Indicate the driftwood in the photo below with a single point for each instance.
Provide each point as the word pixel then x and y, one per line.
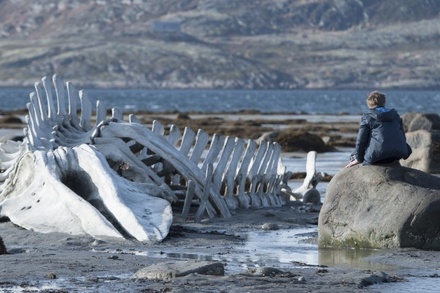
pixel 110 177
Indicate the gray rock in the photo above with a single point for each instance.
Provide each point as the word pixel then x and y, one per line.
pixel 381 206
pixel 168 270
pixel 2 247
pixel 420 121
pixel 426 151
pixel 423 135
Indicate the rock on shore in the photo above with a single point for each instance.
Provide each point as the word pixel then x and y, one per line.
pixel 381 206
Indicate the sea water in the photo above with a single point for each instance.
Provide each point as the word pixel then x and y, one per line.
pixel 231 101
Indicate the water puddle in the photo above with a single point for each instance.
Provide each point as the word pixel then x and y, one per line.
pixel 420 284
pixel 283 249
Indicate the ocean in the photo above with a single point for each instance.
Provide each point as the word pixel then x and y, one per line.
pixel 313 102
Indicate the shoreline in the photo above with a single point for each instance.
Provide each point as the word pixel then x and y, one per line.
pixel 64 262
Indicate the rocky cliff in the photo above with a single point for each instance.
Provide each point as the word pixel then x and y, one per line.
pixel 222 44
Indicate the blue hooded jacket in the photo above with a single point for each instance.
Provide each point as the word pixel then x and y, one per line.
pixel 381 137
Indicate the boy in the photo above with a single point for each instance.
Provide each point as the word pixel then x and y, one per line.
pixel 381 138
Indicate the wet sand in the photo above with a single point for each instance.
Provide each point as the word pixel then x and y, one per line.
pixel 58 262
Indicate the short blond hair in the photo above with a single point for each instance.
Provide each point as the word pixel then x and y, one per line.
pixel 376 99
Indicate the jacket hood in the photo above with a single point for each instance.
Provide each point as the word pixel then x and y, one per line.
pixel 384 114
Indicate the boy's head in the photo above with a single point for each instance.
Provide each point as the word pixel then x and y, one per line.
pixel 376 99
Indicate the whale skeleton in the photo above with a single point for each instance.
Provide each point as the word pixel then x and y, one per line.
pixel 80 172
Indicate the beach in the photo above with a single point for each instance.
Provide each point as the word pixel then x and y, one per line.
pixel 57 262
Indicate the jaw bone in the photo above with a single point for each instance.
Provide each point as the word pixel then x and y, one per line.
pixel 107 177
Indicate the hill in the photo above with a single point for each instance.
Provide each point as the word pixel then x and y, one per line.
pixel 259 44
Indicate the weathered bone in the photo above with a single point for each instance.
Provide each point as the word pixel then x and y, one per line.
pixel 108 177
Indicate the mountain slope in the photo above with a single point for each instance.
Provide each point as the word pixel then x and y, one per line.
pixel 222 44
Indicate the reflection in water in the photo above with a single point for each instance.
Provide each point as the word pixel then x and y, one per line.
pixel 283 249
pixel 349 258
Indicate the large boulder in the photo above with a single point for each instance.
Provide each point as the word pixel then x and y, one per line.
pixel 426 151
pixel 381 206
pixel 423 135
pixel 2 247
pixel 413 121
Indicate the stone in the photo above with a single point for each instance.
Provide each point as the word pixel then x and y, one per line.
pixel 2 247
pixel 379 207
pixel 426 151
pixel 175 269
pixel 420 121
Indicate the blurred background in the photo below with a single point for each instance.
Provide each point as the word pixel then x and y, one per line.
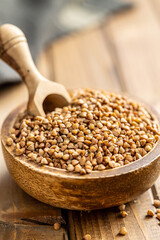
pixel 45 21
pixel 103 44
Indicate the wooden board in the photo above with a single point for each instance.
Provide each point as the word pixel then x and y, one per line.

Request: Reproduce verbatim, and only, the lines starting at the one that contains "Indicate the stone" and ending with the final line of the records; leave out the pictures.

Task output:
Indicate the stone in the photo above with a single point for each instance.
Provide each point as the word pixel then x and y, one per line.
pixel 2 247
pixel 379 207
pixel 426 151
pixel 175 269
pixel 420 121
Indicate the blurred background in the photo below with a single point for each instance.
Provide each point as the word pixel then x and y, one per line.
pixel 45 21
pixel 103 44
Indicate the wooden board in the photo above with a single point for each instance.
Provide each point as the word pixel then x and y, one per line.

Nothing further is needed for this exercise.